Job => Copy every line of the listing exactly.

***

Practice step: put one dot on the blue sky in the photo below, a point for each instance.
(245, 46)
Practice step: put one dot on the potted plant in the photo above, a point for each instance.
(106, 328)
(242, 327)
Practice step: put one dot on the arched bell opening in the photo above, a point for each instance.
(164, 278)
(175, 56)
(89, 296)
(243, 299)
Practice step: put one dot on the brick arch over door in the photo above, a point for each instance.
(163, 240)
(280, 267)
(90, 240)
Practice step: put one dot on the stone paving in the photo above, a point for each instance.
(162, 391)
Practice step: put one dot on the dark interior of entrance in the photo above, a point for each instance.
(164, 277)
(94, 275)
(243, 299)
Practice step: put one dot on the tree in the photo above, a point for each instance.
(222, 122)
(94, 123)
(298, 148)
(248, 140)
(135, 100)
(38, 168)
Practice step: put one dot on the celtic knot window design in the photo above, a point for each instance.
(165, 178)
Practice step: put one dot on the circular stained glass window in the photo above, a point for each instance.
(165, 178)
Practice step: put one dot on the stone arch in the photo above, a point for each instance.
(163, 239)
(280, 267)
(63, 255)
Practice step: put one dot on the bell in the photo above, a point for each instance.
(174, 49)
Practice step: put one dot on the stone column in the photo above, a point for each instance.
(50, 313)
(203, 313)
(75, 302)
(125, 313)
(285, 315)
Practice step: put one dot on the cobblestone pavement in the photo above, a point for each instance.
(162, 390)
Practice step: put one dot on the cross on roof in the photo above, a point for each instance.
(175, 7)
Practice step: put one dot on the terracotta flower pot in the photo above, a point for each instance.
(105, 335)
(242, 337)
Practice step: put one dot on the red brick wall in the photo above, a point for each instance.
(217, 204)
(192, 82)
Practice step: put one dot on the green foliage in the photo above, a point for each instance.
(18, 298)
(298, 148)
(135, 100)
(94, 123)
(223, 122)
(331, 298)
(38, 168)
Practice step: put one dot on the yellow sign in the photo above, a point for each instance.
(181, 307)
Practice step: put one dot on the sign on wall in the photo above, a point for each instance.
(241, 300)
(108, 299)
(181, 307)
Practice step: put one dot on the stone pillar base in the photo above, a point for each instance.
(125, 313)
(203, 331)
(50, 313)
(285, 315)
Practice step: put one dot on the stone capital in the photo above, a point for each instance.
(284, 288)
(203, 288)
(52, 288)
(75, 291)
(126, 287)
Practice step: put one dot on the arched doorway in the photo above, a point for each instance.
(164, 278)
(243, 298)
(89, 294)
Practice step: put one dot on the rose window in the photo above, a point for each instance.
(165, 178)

***

Response =>
Practice step: put one dot on the blue sky in the photo below, a point for each instance.
(245, 46)
Practice step: put one dot on the potted plant in the photo above, a point for each instance.
(106, 328)
(242, 327)
Practice step: put one dot on the arched bell opening in the photo above, a point for each instance.
(164, 278)
(175, 56)
(89, 296)
(243, 299)
Practice step: put one dot on the brick arch over door in the photo above, a point for each instance.
(163, 240)
(280, 267)
(90, 240)
Practice step: put one dot on the stone paving in the photo above, a point for each instance.
(162, 391)
Practice step: put one dot on the dark interior of entrance in the photo above, a point for each instance.
(164, 277)
(94, 275)
(243, 299)
Practice step: put one dot on the tree in the photo above, a point for each instance.
(222, 122)
(94, 123)
(298, 148)
(248, 140)
(135, 100)
(38, 168)
Practice step: put one dot on the celtic knot window design in the photo above, a point for each instance.
(165, 178)
Practice step: put one dot on the circular stained glass window in the photo above, a point for each instance.
(165, 178)
Practice step: put one dot on the stone arch in the photo above, a point for each instance.
(163, 239)
(280, 267)
(63, 255)
Practice step: put one dot on the bell in the photo above, a point for each instance.
(174, 49)
Practice step: put one dot on the stone column in the photo above, a point for each instance.
(50, 313)
(203, 313)
(75, 302)
(125, 313)
(285, 315)
Practice step: put one dot on the cobblestone pavement in the photo above, a point for each instance.
(162, 390)
Practice step: put one dot on the cross on roof in the photo above, a point for each instance.
(175, 7)
Practice step: put one dot on the terracotta flower pot in the photo above, a point for each instance.
(105, 335)
(242, 337)
Practice step: put one dot on the red brick wall in the photo above, a point for each instance.
(217, 204)
(192, 82)
Practice step: put one dot on the green foliage in the photo above, a point for each instance.
(18, 298)
(298, 148)
(135, 100)
(94, 123)
(223, 122)
(331, 298)
(38, 168)
Practice step: put one dot on the yellow sign in the photo above, a point for each instance.
(181, 307)
Practice step: put one dot on the sign on wall in the photo above, a point for each instance.
(241, 300)
(108, 299)
(181, 307)
Practice step: put one dot on the stone pillar base in the photo above, a point for each instance.
(125, 313)
(203, 331)
(50, 313)
(285, 315)
Practice step: put one dot on the stone capital in the photo above, a point for each instance.
(284, 288)
(203, 288)
(52, 288)
(75, 291)
(126, 287)
Practice step: put one dot on the arched doorway in the photo above, a point for each instance.
(164, 278)
(243, 298)
(89, 294)
Practice step: put one dot on the rose window in the photo above, a point for each instance.
(165, 178)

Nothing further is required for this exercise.